In the listing below, print exactly the lines between the line holding "Shelf audit: locate every instance of the man's hand" and the line holding "Shelf audit: locate every instance of the couple", inclusive, and no more.

§ SUPPLIED ENTRIES
>>>>
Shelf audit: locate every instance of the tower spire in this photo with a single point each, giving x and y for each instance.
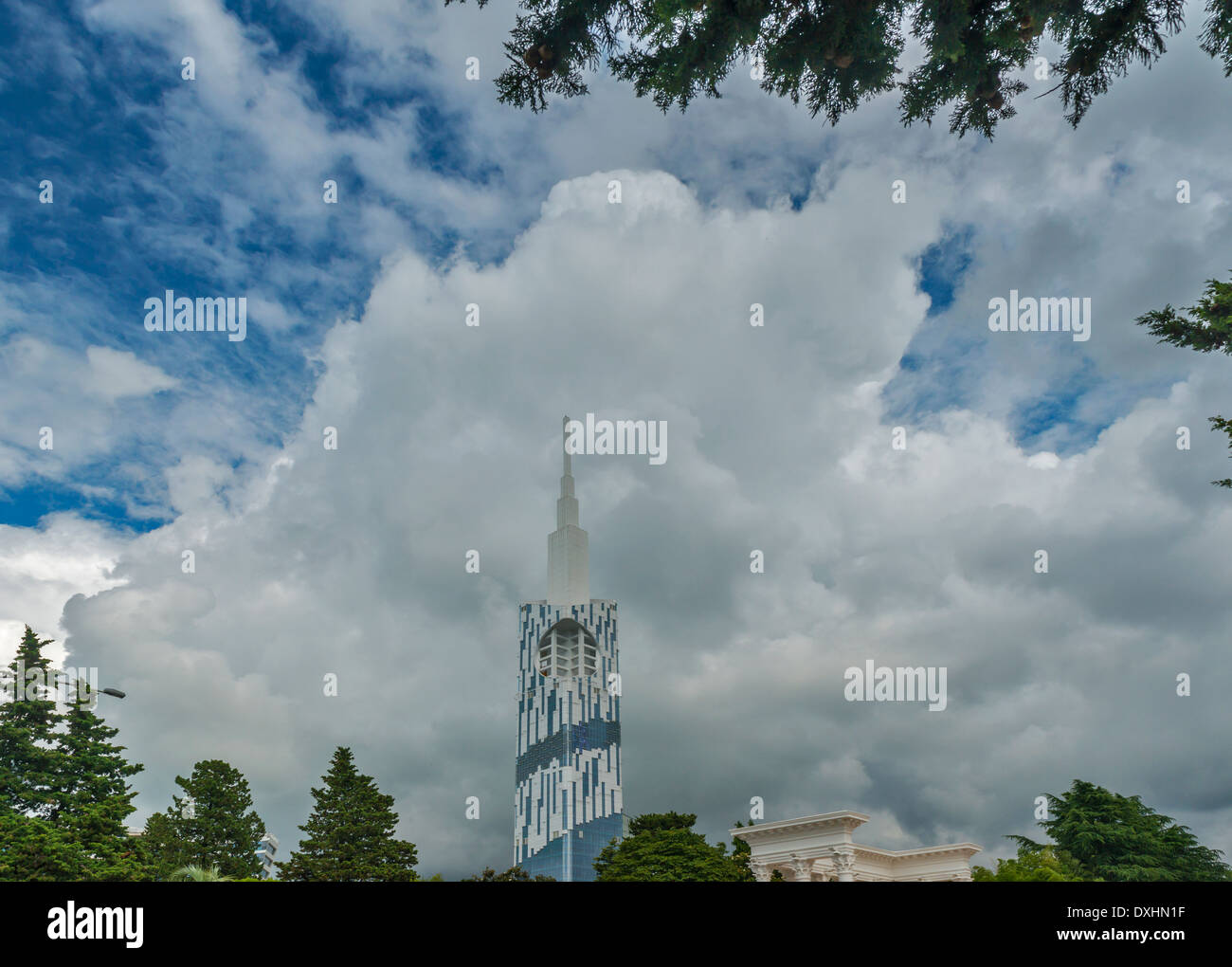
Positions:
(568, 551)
<<<<
>>>>
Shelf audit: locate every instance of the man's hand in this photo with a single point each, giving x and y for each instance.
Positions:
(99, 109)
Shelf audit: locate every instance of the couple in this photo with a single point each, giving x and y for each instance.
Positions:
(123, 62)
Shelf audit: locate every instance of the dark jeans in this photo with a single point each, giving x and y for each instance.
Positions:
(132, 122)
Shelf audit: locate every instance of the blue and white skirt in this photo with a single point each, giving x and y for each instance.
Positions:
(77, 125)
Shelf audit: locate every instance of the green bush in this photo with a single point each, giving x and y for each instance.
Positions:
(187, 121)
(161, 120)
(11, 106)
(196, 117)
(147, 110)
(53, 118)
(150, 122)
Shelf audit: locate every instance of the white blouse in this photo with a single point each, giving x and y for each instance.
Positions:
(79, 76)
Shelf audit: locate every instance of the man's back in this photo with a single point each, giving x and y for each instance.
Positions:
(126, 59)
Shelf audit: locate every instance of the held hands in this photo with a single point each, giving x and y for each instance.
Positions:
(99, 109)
<<<<
§ TASK ANSWER
Shelf audit: locate every instance of the man's hand in this photo with a single point each, giving x and y for each instance.
Positions:
(99, 109)
Shelf audit: locate every instance of the couple in this photo with a single point each, giving x and y for each instance.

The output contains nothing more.